EXERCISE
Look through the data below for the line with "box: [449, 135, 475, 210]", and transcribe it exactly together with each line after it up to and including the line with "positive clicks: (462, 162)". Give nothing else.

(Records from a dataset)

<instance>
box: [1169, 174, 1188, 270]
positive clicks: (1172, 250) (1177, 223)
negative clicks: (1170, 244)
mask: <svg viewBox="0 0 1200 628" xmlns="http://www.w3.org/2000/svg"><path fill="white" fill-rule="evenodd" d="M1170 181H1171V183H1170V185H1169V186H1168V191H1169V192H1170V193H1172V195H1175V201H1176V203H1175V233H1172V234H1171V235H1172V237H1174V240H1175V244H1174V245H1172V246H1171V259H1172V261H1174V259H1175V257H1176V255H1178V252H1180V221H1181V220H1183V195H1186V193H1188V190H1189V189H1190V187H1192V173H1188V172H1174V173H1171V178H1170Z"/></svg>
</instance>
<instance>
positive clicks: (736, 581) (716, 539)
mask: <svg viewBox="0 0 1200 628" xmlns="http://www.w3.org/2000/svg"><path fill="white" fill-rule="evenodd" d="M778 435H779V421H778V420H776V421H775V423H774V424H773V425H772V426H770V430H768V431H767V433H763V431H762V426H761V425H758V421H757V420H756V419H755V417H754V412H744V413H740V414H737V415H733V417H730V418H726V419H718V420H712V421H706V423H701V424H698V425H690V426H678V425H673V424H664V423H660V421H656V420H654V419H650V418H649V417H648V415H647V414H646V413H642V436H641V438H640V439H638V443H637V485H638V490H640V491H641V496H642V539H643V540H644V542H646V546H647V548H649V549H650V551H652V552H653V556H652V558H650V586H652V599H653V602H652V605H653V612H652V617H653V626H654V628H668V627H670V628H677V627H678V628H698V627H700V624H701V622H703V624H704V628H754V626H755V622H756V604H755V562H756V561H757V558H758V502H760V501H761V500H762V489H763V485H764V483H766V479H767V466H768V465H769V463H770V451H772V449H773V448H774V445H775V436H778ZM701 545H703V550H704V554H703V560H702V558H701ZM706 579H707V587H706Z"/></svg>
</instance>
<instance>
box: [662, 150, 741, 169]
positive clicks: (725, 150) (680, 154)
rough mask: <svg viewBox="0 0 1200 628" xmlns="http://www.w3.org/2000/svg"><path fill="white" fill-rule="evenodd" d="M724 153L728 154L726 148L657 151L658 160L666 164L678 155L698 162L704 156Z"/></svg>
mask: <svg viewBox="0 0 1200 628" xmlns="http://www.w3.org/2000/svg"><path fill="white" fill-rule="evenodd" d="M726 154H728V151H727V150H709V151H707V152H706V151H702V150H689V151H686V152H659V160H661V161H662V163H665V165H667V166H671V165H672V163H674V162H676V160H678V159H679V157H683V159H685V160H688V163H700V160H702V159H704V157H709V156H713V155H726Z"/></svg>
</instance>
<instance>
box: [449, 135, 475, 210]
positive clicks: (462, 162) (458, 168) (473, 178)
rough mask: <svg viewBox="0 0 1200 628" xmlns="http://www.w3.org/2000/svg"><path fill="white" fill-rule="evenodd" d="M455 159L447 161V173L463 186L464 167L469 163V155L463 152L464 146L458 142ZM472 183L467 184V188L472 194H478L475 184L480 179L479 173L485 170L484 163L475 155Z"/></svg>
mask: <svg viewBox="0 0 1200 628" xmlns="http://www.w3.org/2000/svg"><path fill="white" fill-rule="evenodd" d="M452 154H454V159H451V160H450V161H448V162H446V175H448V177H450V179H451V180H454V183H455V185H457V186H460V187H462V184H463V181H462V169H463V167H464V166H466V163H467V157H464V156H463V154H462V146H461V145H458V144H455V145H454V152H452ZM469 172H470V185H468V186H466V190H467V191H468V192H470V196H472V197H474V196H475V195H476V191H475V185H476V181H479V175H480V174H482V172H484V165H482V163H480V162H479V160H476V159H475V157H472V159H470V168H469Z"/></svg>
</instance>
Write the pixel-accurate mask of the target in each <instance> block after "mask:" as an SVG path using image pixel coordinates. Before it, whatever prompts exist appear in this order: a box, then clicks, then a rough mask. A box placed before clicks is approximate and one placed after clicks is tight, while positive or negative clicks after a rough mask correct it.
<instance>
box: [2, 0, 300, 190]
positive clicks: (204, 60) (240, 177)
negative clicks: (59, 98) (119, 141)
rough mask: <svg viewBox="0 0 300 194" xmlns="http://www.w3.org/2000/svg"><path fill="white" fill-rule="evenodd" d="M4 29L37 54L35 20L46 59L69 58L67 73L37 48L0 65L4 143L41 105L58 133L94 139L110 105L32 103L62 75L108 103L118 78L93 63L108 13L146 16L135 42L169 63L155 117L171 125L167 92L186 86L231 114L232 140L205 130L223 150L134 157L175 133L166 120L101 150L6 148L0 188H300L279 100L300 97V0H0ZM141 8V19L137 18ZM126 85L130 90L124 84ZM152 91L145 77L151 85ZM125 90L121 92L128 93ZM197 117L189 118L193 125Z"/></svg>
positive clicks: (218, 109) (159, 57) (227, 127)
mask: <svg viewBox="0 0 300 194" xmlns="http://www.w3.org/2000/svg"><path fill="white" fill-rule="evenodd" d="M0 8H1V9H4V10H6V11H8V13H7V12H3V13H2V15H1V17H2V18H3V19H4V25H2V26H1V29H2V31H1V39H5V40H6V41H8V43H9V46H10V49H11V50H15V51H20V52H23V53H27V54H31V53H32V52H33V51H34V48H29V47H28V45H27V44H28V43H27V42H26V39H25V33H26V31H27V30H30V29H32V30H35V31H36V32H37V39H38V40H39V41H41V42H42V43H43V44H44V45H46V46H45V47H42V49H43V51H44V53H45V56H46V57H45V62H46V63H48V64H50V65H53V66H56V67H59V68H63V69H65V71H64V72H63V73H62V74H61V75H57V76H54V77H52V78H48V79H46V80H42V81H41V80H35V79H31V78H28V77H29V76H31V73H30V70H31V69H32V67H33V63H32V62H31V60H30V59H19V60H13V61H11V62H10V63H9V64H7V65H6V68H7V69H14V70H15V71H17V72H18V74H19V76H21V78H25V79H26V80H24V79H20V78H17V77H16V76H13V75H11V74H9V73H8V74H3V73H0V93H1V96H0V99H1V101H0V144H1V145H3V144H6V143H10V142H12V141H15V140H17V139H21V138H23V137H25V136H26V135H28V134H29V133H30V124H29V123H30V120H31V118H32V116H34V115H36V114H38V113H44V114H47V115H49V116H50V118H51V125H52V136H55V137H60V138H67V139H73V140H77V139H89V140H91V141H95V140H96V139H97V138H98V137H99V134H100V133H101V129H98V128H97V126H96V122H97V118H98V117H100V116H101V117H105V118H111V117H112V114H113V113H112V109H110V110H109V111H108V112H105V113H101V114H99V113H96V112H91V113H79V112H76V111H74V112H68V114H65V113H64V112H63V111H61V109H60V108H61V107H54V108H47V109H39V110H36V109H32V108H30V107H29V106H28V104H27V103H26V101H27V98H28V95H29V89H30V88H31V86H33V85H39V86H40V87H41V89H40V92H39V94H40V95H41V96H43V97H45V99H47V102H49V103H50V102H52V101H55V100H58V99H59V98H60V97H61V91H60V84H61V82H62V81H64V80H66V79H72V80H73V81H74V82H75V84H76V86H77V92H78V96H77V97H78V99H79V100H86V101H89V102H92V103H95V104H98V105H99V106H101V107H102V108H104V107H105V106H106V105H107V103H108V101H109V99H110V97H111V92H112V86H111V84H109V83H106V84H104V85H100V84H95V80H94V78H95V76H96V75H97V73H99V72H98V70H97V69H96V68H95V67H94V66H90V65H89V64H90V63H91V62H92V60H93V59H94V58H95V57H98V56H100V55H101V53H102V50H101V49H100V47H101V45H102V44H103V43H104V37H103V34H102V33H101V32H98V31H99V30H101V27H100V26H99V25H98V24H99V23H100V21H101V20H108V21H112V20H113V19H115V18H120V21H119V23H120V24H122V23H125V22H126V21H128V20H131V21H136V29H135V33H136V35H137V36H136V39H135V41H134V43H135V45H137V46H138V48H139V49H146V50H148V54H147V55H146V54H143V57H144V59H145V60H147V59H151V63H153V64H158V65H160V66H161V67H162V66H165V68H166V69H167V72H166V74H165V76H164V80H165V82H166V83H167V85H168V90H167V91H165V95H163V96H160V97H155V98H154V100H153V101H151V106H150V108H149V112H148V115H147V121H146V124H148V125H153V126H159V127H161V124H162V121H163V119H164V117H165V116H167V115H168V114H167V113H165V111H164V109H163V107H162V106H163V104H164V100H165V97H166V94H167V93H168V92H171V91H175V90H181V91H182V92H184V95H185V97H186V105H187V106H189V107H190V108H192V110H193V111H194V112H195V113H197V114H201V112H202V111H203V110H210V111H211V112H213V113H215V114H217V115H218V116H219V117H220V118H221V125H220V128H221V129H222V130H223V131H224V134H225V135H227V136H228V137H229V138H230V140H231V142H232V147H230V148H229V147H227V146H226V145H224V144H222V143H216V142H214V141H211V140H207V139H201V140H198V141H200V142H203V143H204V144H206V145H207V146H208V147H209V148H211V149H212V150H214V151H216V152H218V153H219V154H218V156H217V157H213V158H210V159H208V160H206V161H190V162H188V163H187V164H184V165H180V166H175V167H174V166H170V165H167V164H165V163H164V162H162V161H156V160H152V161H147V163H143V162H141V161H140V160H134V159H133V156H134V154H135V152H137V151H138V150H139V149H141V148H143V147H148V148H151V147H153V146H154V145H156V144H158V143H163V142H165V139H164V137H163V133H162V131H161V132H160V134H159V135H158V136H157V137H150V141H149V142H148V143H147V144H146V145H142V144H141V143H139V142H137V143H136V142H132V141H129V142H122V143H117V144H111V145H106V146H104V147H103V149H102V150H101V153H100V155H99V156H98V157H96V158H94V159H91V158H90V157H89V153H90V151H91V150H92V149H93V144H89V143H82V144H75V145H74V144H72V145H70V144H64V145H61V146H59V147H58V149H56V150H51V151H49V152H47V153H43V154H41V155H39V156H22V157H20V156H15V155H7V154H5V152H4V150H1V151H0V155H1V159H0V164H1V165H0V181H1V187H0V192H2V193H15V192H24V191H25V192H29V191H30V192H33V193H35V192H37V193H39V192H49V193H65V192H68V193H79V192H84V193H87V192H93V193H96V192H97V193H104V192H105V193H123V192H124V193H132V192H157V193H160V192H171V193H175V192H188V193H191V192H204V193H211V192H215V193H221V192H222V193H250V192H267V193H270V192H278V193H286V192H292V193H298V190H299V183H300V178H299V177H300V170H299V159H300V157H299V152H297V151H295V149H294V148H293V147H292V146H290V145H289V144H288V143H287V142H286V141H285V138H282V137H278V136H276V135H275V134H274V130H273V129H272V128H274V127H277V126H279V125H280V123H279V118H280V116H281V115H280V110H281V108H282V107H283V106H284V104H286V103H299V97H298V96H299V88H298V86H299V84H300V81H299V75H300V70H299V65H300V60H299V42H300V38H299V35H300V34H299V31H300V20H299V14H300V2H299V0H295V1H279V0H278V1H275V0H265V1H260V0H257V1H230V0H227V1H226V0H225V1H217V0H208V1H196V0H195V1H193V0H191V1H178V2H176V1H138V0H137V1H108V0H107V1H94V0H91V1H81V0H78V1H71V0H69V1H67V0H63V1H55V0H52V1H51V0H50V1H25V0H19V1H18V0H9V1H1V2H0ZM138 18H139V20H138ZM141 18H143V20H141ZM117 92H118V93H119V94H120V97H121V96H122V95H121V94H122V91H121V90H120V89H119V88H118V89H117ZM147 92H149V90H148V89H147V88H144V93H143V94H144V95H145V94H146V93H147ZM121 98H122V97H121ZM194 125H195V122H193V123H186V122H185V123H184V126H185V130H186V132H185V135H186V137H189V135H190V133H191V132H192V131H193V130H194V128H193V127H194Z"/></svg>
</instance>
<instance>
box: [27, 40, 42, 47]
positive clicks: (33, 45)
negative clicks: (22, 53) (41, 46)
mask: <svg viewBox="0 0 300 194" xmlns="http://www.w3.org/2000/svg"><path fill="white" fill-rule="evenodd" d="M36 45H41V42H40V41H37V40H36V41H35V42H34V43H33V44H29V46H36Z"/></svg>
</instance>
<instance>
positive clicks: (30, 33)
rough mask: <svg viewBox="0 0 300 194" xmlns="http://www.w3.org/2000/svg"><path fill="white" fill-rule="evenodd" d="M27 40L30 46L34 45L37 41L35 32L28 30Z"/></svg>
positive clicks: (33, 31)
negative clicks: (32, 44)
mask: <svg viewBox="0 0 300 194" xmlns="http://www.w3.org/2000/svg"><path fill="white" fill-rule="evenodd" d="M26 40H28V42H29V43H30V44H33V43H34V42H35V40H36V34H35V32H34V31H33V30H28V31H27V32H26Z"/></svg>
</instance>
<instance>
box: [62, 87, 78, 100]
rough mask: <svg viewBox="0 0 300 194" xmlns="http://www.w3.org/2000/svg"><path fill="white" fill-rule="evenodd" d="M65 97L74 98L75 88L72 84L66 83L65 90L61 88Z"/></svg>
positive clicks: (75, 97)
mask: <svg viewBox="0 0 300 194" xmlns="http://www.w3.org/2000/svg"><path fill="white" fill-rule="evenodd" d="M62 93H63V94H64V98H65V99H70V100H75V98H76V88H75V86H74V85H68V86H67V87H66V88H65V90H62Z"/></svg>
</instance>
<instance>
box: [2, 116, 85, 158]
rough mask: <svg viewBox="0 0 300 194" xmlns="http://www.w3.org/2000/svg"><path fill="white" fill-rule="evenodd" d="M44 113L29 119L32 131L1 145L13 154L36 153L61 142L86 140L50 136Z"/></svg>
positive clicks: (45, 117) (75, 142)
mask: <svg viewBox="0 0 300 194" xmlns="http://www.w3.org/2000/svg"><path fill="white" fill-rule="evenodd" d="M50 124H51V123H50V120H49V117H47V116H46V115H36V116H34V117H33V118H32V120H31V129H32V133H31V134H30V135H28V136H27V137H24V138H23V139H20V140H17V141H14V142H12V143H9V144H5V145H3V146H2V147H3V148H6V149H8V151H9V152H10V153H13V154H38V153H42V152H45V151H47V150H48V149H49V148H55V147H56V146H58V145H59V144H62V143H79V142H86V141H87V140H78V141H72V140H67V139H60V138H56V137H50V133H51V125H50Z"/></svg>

TASK RESPONSE
box: [449, 135, 475, 210]
positive clicks: (462, 162) (458, 168) (473, 178)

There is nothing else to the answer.